Что сделать -
1 - Кто в отрывке об «Очакове» обратился к генералу барону Меллеру со словами «пожалейте флот»?
2 - Продолжи отрывок об «Очакове» после реплики «Так точно, всё!».

Фрагмент страницы -
==========

Лжегерои русского флота - Владимир Шигин
Шрифт:
Интервал:
— Если береговые батареи будут стрелять по „Очакову“, то за каждый выстрел будут повешены два офицера.
Тотчас вывели на палубу двух офицеров со связанными руками. Они были поставлены на мостик с отстёгнутыми поручнями, на шее у каждого была петля, прикреплённая к рее, за каждым офицером стоял матрос, которому достаточно было его только толкнуть, чтобы он повис бы за бортом на петле. Это на всех произвело удручающее впечатление Адмирал Чухнин обратился к генералу барону Меллеру и сказал:
— Ваше превосходительство, пожалейте флот…
— Ваше превосходительство, не мешайте мне исполнять мой долг, — и, обращаясь к артиллерийскому адъютанту, спросил: — Всё ли готово для залпа?
— Так точно, всё!

==========

Извлечённые строки -
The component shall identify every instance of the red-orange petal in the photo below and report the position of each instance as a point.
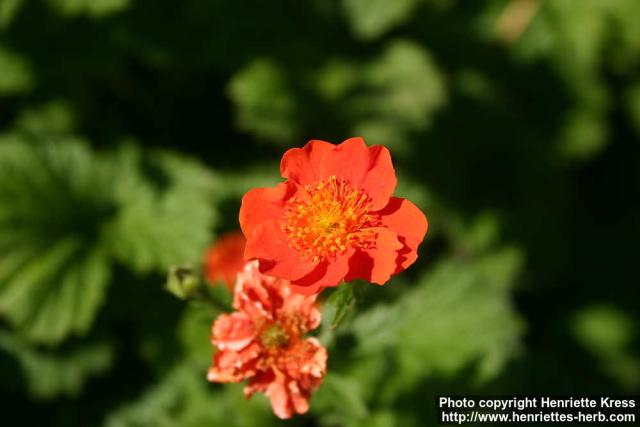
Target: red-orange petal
(378, 263)
(404, 218)
(233, 331)
(234, 366)
(302, 165)
(262, 204)
(380, 180)
(318, 160)
(328, 273)
(411, 225)
(270, 245)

==========

Ответы по заданиям -
1 - Адмирал Чухнин.

2 -
Меллер скомандовал: „Залп“. Взвился флаг. Многие офицеры отвернулись, у других текли слёзы. Раздался залп. Снаряды упали на броневую палубу крейсера. В одну секунду она оказалась пустой, на палубе остались только стоять два офицера с петлями на шее…»
В воспоминаниях генерала Гурко потрясает прежде всего «другая» правда о заложниках офицерах. Вначале Шмидт пытался, как мы уже знаем, сделать своими заложниками всех горожан, когда пытался подогнать к борту «Очакова» минный транспорт. Когда же это зверство ему не удалось, он решает перевешать всех захваченных (заметим, даже не расстрелять!) офицеров, причём даже тех, кто прибыли к нему как парламентёры.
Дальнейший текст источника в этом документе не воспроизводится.